(Exercise instructions):
a) For the passage on returning to your 15-year-old self, decide whether each statement below agrees with it, answering yes or no and quoting the words that settle each: (i) the passage claims most of us would return to our 15-year-old selves; (ii) the passage says that at 20 we could do endless amounts of the wrong things; (iii) the passage identifies itself as the second of a two-part series.
b) Resume the passage on returning to your 15-year-old self, picking up after its final sentence.
BEGIN Passage shown
If you were given the opportunity to return to your 15-year old self, would you?
Note: This is the first of a two-part series. Click here for part two
Most of us wouldn’t, even if we would love to replay certain choices or experiences with what we now know. Because growing older teaches us about all the opportunities we wasted, the loves we casually threw away, the sheer amount of time we squandered with being petty, with busying ourselves with temporary feel-good activities, or with numbing out with alcohol, drugs or a variety of mindless activities.
At 20 we could do endless amounts of the wrong things, and miss or ignore what the right things were. But we survived, because there would be many more opportunities to get it right, to learn from our mistakes, to acquire an education about how life really works, and to find new loves and more meaningful outlets for our skills, abilities and talents.
END Passage shown
BEGIN Information shown
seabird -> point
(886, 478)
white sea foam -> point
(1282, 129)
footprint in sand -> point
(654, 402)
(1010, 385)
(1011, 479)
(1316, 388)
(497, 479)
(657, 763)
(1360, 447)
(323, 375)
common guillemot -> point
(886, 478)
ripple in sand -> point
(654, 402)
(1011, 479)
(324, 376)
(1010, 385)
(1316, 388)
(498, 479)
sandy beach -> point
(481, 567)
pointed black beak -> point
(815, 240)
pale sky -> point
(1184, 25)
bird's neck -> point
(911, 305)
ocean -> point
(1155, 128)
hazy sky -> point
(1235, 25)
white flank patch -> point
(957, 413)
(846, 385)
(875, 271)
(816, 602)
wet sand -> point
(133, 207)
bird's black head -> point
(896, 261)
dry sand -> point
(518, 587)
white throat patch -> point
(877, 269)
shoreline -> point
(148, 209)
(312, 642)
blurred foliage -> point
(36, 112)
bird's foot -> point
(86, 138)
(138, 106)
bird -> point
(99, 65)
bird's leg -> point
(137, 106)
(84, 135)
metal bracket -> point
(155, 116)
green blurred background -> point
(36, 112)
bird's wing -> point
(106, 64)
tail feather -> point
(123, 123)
END Information shown
BEGIN Information shown
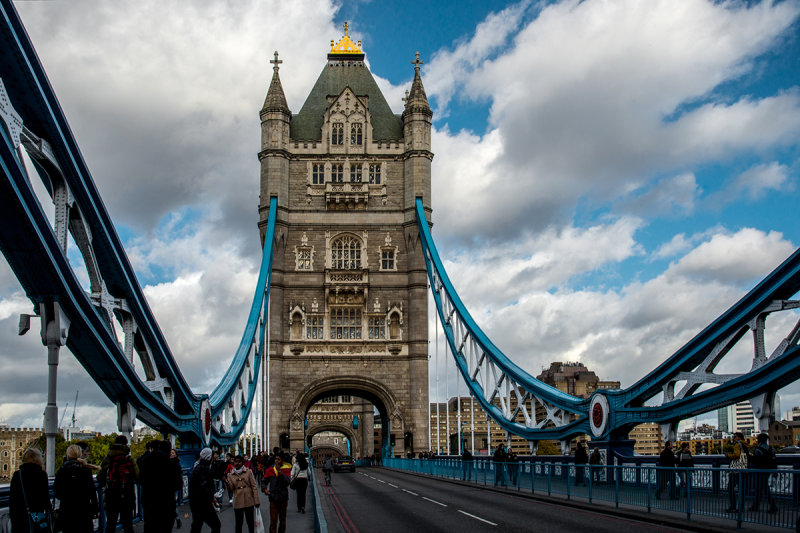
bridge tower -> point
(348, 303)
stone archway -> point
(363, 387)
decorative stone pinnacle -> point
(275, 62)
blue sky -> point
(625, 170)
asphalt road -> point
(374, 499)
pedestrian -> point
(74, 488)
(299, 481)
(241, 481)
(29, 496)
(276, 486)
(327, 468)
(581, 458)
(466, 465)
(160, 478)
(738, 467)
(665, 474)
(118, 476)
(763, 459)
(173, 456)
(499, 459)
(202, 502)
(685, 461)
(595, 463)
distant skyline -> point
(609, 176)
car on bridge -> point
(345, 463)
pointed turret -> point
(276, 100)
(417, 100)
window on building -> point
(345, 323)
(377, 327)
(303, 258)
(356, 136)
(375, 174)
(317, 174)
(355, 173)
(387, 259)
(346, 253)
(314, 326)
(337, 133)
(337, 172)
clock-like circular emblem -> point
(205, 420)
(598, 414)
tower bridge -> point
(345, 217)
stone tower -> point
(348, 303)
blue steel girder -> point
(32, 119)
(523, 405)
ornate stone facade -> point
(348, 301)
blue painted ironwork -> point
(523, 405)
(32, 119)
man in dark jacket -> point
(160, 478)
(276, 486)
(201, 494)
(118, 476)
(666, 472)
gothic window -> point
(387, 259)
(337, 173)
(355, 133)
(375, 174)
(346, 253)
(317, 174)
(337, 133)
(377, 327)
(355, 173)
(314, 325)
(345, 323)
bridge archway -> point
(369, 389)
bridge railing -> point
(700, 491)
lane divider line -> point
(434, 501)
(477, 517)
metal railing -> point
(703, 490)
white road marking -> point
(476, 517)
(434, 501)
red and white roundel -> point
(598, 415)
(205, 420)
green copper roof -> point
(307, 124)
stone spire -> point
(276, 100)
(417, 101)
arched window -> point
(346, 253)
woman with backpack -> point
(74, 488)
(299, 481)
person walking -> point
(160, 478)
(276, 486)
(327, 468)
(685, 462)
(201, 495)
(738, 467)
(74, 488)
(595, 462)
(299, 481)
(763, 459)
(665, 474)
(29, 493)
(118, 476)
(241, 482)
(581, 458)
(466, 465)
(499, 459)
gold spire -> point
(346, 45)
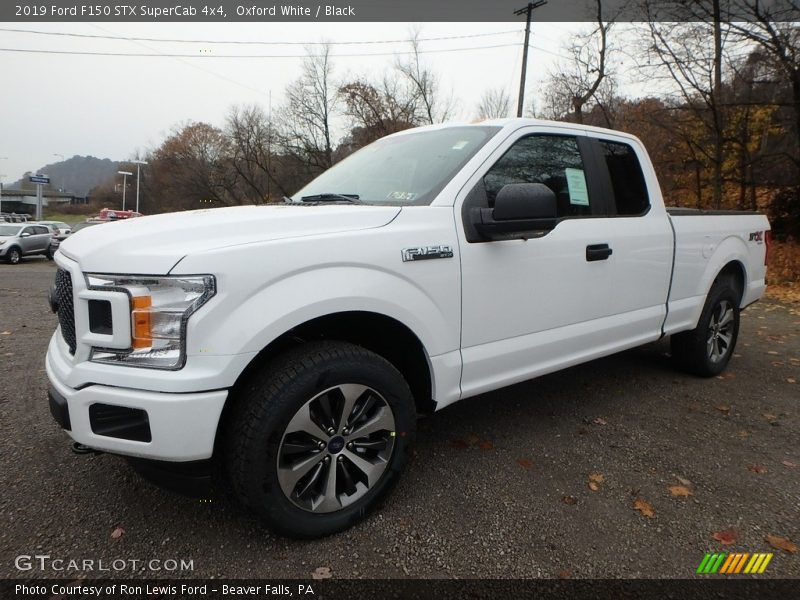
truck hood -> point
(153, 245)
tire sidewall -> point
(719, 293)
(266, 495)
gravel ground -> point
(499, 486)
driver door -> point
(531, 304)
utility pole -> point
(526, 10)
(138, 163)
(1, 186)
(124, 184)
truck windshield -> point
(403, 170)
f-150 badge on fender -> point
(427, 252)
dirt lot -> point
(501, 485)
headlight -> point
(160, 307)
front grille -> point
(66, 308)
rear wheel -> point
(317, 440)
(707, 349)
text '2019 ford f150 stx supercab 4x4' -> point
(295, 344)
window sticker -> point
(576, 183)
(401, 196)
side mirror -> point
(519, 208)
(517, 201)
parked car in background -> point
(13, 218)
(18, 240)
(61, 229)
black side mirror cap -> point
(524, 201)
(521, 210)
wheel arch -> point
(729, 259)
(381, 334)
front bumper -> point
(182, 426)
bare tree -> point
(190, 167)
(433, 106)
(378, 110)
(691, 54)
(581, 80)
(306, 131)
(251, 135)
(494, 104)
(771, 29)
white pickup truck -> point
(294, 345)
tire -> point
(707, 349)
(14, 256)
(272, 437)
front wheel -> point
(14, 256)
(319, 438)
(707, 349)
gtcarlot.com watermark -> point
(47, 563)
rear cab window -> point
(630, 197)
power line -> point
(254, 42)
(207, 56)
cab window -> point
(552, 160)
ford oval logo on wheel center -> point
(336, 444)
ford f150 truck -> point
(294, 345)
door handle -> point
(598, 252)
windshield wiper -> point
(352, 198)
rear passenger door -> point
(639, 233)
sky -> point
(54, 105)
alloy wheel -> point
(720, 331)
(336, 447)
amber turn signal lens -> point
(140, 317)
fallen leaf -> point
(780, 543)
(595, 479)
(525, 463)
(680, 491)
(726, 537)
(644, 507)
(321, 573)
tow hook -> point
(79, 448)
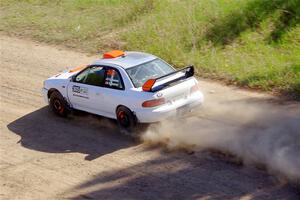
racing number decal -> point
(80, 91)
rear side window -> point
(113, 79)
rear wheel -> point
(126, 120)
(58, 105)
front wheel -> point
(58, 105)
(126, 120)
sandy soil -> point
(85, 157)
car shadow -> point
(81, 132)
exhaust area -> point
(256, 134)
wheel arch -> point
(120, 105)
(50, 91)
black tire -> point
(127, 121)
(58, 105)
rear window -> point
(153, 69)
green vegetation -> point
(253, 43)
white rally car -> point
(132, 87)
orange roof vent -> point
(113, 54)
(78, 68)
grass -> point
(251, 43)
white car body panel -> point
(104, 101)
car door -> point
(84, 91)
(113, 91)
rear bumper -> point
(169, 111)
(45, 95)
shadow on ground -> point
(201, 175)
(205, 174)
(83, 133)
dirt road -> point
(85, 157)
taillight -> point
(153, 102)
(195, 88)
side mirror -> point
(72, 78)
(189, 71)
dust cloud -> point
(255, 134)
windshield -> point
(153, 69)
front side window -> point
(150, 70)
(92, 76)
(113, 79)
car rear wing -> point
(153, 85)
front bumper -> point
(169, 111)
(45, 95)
END Information shown
BEGIN Information shown
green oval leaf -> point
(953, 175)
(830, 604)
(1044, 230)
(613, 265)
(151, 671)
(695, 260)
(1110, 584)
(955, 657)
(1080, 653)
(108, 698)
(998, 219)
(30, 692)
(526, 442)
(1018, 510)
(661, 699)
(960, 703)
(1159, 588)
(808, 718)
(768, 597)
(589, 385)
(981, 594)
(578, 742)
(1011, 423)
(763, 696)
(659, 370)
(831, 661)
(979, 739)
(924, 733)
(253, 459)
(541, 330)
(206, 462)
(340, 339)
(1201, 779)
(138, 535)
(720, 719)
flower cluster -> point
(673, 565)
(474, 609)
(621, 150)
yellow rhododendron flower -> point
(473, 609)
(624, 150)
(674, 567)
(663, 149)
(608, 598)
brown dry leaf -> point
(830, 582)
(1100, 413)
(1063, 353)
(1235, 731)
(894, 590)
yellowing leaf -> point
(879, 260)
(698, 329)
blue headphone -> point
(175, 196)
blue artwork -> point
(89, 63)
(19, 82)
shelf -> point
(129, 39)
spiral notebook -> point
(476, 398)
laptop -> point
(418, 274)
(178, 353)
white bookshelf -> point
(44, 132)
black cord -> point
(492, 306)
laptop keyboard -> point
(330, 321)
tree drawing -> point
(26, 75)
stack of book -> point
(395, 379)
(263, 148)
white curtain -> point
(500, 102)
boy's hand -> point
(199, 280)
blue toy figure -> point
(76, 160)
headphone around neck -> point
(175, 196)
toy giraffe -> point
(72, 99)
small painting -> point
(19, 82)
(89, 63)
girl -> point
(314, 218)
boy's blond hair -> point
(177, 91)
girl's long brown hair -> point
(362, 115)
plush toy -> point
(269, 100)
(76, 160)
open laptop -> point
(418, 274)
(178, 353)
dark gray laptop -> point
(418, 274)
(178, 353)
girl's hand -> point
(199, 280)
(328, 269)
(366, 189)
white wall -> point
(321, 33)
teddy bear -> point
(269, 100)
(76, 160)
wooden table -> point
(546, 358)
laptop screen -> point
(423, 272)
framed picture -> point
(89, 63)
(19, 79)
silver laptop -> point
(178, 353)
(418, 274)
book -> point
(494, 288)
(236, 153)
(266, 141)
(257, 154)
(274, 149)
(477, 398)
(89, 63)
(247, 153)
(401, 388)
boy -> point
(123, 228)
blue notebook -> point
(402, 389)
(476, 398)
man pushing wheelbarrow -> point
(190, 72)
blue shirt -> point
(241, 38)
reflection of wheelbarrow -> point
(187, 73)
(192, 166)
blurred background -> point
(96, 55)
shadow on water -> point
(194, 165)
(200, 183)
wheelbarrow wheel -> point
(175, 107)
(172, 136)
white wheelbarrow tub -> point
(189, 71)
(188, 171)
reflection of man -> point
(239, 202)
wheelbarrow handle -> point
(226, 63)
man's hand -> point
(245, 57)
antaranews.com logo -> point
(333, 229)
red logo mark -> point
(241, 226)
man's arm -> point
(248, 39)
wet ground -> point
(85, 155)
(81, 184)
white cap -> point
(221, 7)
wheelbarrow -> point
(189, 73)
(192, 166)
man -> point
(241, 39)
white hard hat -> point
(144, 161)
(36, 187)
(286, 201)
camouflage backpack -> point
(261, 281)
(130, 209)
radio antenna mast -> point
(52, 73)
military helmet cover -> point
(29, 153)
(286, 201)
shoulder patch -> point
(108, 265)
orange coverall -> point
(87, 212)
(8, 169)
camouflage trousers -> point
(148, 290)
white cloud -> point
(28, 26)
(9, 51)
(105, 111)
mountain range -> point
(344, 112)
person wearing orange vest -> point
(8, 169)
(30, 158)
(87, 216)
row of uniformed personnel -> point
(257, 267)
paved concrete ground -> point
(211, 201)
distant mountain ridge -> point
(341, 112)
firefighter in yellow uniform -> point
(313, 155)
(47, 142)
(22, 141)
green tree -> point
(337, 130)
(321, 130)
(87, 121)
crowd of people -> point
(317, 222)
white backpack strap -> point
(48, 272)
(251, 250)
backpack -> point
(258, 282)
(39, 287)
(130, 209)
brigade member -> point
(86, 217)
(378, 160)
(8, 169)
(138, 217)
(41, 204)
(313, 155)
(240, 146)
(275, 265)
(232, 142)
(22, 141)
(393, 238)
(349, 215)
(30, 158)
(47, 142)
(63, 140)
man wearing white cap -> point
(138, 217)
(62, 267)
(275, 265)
END Information shown
(Expected responses):
a)
(i) No: "Most of us wouldn’t, even if we would love to replay certain choices or experiences with what we now know."
(ii) Yes: "At 20 we could do endless amounts of the wrong things, and miss or ignore what the right things were."
(iii) No: "This is the first of a two-part series."

b)
50 years ago, things that were thought to be science fiction have become commonplace. A Dick Tracy watch? Pure fantasy. A man on the moon? Amazing. Computers that fit in your pocket and that are a hundred thousand times more powerful than the computers that took up a whole room? Impossible. Gay marriage? Astonishing. The break-up of the Soviet Union? Stunning. A black US President? Remarkable. Cars that drive themselves? Impossible.
Most of what you wished for at 20 you have experienced or accomplished by 50, or your priorities changed so it became less important to you. Most of what you were interested in at 20 you have left behind or discarded by 50. Most of what you feared at 20 didn’t happen, or was less important than you had imagined. What really concerns you at 40, 50, 60 or 70—you had likely not even thought of. This is summarized by a quote, the author of which remains anonymous: “At twenty we worry about what others think of us; at forty we don’t care about what others think of us; at sixty we discover they haven’t been thinking about us at all.”
So what lessons has life taught you? I will offer some of the most important ones I have learned in next weeks column, but I would also like to invite readers to write in to me by email ([email protected]) and tell me the important lessons life has taught you. I will print the most interesting ones I receive in a future column.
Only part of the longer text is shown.